* _EXERCISE TASKS_:
#1 Please list every source cited in the passage below on skin ultrasound in breast radiotherapy.
#2 Pick up the passage below on skin ultrasound in breast radiotherapy after its last sentence and write what comes next.
------ EXERCISE TEXT
In dermatology, skin is frequently imaged with 20-MHz high-frequency ultrasound, greatly improving the contrast between different layers of the skin (Foster et al. 2000; Harland et al. 2006; Hoffmann et al. 1991; Ritter et al. 2002; Vogt and Ermert 2005). In high-frequency ultrasound, the epidermis appears as a layer of certain width, as compared with our study in which the epidermis-dermis interface appeared fused as a single echo band. We used a frequency of 10 MHz to image the breast, because both skin and deeper glandular tissue are evaluated for radiation-induced damage.
In breast cancer radiotherapy, radiation toxicity is very common and routinely assessed through physical examinations. The drawbacks of physical examinations are subjectivity and imprecision. There is significant inconsistency in clinical assessments. We have conducted a series of studies to introduce an ultrasound imaging tool into the diagnosis of post-irradiation breast tissue toxicity. This research tool would be useful in comparing skin toxicity after various treatment strategies, such as altered fractionation and external beam radiation versus brachytherapy, for example, Mammosite. The motivation is to develop an automatic, non-invasive and quantitative tool to measure normal tissue toxicity that has the potential to overcome the limitations of the current assessment tools in the clinic. In other words, our ultrasound tool may help distinguish good treatments from bad treatments, with respect to skin toxicity, and determine the effects of different types of treatment schemes in breast radiation. Toward this goal, the proposed ASST helps us move one step further—it will free physicians from tedious segmentation work and mitigate the subjectivity in skin delineation.
------------
------ DATA EXTRACT
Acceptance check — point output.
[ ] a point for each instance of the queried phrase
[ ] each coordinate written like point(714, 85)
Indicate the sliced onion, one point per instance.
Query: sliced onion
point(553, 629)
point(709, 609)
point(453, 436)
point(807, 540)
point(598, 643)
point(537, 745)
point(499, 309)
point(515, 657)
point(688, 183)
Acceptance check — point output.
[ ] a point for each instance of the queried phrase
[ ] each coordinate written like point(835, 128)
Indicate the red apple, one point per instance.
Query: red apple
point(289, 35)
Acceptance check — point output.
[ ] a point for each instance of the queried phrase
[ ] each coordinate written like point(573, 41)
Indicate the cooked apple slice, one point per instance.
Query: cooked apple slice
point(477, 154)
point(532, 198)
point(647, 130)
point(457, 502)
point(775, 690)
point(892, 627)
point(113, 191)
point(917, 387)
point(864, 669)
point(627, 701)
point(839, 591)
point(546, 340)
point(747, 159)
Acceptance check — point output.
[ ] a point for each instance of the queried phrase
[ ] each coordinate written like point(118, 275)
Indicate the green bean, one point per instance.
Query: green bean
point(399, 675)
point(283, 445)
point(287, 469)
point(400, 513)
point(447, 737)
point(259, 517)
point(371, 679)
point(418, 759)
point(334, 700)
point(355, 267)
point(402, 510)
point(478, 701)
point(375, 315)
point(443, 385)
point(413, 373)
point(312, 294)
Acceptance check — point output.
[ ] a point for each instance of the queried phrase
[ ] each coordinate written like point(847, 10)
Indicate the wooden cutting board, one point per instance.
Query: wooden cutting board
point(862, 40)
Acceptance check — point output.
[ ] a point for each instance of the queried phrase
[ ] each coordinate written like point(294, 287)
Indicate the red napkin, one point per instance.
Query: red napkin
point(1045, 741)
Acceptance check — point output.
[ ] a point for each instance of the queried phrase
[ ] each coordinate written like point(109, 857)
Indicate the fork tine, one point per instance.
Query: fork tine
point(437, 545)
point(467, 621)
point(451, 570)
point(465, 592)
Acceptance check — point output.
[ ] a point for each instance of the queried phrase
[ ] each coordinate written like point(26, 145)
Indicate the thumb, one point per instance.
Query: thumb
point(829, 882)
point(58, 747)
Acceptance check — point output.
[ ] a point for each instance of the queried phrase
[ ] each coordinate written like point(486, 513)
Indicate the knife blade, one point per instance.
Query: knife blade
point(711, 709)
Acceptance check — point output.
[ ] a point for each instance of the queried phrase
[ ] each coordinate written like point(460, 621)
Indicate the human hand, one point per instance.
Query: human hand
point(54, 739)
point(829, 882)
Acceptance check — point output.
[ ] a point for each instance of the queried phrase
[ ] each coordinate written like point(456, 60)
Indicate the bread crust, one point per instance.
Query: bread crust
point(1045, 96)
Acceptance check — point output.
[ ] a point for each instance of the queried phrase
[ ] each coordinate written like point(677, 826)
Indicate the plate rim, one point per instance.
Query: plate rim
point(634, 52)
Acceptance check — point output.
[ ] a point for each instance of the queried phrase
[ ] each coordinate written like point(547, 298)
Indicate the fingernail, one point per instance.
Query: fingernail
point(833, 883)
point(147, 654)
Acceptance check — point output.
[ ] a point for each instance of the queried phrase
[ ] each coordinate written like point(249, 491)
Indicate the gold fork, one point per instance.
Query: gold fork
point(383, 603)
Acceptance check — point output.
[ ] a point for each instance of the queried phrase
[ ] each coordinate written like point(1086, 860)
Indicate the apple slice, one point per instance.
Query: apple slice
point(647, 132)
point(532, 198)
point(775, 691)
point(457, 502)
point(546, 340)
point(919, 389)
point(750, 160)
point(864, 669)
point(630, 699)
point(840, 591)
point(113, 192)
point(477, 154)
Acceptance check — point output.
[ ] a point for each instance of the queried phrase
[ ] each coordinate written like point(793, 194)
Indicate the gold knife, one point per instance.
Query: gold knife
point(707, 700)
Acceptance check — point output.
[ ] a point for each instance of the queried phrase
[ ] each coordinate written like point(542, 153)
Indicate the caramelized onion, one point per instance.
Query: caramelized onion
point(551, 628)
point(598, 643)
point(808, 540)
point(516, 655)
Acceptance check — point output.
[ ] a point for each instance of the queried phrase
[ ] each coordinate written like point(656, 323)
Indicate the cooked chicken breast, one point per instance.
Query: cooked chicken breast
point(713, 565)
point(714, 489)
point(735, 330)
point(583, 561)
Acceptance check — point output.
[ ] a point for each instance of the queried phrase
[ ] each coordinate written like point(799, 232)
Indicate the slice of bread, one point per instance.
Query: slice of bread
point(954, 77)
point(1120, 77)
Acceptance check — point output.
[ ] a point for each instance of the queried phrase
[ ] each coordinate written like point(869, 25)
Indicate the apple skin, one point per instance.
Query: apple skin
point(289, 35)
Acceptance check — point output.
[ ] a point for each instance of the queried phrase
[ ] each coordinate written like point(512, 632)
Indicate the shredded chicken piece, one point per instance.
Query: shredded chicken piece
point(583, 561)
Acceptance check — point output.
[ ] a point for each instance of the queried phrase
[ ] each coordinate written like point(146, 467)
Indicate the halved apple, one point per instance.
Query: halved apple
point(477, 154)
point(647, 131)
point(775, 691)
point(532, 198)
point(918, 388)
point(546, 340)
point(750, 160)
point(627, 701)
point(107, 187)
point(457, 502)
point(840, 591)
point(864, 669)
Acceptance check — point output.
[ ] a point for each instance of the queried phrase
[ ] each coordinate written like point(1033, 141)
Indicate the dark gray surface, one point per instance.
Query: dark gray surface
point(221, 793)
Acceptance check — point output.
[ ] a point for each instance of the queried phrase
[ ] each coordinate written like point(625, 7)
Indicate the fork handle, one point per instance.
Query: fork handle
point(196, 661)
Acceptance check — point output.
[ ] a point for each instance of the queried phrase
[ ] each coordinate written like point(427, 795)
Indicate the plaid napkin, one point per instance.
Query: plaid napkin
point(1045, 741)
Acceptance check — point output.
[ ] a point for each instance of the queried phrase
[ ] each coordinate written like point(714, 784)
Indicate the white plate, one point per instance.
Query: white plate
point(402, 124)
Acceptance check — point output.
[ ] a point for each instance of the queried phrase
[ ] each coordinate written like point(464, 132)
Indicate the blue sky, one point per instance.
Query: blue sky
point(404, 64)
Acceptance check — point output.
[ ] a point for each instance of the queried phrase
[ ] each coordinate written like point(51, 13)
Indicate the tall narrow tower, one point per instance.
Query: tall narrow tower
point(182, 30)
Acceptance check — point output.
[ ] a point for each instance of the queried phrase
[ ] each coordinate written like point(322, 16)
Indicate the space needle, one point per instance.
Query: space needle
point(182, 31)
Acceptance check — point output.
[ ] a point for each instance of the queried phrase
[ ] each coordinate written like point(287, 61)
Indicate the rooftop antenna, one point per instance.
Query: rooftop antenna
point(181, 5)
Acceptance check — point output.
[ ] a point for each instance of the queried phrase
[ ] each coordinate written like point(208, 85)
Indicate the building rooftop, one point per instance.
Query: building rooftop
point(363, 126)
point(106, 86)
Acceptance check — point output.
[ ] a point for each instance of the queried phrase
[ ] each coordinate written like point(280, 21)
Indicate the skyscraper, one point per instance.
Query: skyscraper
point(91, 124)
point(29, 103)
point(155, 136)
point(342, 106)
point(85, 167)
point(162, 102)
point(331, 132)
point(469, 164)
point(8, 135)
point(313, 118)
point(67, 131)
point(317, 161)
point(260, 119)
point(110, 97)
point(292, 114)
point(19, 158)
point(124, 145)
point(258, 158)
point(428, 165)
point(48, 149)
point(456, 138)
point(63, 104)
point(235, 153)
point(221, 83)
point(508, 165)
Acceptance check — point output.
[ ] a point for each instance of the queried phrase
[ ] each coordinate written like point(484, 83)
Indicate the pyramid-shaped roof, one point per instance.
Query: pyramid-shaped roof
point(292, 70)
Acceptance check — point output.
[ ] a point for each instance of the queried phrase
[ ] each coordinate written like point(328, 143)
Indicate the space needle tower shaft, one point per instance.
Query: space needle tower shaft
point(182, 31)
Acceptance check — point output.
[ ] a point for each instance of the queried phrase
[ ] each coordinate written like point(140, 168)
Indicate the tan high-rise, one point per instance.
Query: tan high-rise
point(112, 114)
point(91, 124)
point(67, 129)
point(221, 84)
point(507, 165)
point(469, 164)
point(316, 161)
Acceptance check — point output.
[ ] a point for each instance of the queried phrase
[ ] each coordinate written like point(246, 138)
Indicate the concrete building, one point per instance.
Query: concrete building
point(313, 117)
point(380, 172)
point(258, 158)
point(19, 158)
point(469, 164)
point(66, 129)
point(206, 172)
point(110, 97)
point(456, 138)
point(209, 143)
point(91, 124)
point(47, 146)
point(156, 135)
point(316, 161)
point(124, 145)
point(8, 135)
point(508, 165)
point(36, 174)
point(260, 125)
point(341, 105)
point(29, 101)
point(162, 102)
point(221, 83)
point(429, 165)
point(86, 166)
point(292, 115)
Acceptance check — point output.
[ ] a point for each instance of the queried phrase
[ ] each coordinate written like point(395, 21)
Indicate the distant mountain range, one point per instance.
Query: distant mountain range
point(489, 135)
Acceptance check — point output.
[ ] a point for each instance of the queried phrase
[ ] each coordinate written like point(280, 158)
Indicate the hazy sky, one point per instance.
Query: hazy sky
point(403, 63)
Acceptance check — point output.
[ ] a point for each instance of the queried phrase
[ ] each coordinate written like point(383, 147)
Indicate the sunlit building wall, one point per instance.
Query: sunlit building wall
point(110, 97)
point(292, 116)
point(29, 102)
------------
* _NUMBERED ANSWERS_:
#1
Foster et al. 2000
Harland et al. 2006
Hoffmann et al. 1991
Ritter et al. 2002
Vogt and Ermert 2005

#2
CONCLUSIONS
A fully automated skin segmentation algorithm based on the active contour method is described. The proposed ASST makes two contributions to the development of a non-invasive and quantitative imaging tool to assess radiation-induced tissue toxicity. First, the ASST program reduces physicians’ manual work in skin delineation. More importantly, this program further reduces the subjectivity in radiation toxicity evaluation and provides more objective measurements of normal tissue injury in breast cancer radiotherapy. Although first clinically applied in breast cancer radiotherapy, our ASST program can also be used for other treatment sites, such as the head and neck.
Acknowledgments
This research was supported in part by National Cancer Institute Grant CA114313 and the Susan Komen for the Cure Foundation.